Spatial localization data

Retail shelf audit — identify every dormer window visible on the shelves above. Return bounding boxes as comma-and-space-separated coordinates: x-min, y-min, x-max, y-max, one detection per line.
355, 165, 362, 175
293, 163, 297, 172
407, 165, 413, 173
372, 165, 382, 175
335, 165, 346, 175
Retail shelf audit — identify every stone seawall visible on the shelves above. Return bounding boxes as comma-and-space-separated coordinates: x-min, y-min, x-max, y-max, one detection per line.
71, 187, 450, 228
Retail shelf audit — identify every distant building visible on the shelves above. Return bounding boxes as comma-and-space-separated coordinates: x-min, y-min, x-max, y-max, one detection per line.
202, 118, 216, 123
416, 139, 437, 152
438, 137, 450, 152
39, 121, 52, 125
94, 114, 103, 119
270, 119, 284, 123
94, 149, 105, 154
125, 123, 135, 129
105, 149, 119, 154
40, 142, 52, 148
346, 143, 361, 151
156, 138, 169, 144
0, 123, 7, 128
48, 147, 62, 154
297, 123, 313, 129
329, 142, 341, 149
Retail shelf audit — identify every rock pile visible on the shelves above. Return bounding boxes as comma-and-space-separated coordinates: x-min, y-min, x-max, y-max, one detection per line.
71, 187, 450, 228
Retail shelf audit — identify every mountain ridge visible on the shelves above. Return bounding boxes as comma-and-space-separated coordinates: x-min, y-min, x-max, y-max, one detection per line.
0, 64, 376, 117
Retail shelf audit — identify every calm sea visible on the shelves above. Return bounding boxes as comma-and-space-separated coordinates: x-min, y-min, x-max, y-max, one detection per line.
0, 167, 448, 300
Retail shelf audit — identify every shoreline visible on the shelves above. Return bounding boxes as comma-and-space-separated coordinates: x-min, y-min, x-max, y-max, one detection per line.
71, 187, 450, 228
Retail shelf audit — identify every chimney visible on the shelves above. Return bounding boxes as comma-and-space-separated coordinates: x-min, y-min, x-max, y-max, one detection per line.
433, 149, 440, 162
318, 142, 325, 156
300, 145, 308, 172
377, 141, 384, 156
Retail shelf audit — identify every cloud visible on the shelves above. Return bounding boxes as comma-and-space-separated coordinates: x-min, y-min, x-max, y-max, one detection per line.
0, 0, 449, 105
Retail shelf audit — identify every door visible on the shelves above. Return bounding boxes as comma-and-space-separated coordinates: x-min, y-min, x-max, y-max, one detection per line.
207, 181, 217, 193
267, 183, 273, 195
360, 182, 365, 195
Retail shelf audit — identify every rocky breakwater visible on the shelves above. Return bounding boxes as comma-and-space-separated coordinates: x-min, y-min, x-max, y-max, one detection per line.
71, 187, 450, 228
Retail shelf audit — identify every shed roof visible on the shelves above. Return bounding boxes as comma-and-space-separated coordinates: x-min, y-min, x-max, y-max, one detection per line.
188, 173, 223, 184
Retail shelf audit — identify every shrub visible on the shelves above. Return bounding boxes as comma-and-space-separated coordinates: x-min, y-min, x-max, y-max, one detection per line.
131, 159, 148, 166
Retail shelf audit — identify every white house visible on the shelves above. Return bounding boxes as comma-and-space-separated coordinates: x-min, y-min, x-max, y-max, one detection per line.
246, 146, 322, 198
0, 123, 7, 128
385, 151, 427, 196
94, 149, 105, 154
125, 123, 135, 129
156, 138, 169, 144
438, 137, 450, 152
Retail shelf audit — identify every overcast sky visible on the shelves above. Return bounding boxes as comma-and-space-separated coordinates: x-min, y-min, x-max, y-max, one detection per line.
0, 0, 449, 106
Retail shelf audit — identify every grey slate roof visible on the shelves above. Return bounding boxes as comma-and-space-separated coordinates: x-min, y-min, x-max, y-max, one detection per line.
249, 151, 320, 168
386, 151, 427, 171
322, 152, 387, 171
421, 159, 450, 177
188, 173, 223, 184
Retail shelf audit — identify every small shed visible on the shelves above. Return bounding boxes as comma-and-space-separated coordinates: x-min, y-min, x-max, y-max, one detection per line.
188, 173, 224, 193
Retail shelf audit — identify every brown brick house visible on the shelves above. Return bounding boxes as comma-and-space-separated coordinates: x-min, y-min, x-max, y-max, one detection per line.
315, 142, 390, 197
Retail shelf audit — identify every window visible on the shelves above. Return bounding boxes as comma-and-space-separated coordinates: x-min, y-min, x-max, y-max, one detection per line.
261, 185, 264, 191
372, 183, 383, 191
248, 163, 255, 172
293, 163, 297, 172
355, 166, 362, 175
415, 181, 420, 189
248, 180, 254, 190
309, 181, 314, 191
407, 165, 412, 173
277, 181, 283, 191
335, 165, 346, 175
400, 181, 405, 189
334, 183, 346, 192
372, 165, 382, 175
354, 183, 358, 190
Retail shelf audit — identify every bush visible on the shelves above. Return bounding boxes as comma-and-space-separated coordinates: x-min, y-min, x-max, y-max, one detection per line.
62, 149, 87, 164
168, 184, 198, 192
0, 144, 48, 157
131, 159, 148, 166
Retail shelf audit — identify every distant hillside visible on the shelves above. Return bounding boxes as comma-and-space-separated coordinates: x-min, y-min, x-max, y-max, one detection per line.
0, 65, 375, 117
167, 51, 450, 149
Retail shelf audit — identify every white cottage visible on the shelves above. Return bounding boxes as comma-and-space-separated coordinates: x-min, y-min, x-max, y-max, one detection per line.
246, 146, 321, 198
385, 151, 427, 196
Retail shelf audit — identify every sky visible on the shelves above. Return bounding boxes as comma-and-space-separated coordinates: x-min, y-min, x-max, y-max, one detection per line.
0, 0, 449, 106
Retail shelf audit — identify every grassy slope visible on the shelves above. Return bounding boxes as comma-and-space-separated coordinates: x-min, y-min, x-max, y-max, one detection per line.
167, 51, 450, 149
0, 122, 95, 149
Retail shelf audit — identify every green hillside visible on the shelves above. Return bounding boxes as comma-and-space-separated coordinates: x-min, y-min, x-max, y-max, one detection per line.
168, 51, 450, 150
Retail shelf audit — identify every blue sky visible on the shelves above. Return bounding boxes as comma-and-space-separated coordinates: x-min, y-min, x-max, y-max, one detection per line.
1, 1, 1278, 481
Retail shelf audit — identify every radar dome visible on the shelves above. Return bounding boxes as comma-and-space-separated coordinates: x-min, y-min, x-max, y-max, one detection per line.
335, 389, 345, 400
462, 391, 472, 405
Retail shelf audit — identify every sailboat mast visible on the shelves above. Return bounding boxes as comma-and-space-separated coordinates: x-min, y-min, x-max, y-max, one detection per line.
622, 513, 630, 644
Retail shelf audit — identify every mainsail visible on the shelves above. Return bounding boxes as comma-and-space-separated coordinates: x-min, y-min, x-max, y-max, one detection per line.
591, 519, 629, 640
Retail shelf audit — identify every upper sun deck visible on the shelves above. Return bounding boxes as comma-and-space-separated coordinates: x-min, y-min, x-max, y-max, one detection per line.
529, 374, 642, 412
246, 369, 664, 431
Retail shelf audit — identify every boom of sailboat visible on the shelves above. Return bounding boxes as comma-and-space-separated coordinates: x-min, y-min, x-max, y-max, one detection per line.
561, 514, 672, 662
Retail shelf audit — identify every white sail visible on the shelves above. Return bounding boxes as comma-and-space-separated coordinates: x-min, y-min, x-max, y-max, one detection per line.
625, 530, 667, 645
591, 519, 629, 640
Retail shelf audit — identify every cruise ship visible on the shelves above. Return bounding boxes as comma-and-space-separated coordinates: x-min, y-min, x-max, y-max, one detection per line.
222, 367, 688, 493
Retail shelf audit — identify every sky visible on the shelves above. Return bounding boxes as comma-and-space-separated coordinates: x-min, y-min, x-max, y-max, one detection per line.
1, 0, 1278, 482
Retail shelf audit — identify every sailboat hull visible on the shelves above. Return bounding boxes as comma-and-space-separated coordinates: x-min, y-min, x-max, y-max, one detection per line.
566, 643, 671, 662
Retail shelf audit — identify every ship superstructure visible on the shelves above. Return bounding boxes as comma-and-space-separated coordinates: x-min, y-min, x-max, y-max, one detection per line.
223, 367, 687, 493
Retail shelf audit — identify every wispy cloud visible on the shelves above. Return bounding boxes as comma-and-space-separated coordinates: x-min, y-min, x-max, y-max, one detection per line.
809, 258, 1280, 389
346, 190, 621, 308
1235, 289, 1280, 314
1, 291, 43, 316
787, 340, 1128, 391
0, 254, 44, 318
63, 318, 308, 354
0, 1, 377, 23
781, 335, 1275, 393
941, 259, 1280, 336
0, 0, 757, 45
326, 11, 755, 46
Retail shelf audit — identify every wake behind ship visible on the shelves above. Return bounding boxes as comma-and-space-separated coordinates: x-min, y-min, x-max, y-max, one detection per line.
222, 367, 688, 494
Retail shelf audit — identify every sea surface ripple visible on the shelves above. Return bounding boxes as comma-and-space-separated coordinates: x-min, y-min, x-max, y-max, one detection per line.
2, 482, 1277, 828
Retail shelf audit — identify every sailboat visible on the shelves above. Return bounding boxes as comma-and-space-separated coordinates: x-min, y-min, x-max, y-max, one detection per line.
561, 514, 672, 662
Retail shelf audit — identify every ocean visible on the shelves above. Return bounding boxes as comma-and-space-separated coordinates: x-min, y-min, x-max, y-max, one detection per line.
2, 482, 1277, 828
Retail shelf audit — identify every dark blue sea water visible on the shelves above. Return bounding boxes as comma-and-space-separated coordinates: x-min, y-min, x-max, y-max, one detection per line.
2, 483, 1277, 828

◆ Your assignment ◆
Please return exactly the lines that run from the line with "Retail shelf audit — identify every sea" through the end of the records above, both included, and nothing more.

◆ Completed task ◆
Retail shelf audit — identify every sea surface ripple visible on the shelves above. Return bounding boxes as comma-and-space-separated coordinates: x-min, y-min, x-max, y-max, one detection per line.
2, 482, 1277, 828
Retail shelf audit — identify every sailboat visible on the shelves above. Return bounding boxes as comma-and-space-separated coordinates: x-min, y-min, x-max, y-max, one detection per line.
561, 514, 672, 662
Retail shelf audit — identify every ocean visible on the shelves above. Return bounding boxes as comma-and-space-separated coordinates: x-min, y-min, x-max, y-max, one detection per line.
2, 482, 1277, 828
Retail shelf audit — identify every dark blue sea water visible on the shelves above. Return bounding boxes as comma-and-space-separated coordinates: x-min, y-min, x-max, y-max, one detection per line.
2, 483, 1277, 828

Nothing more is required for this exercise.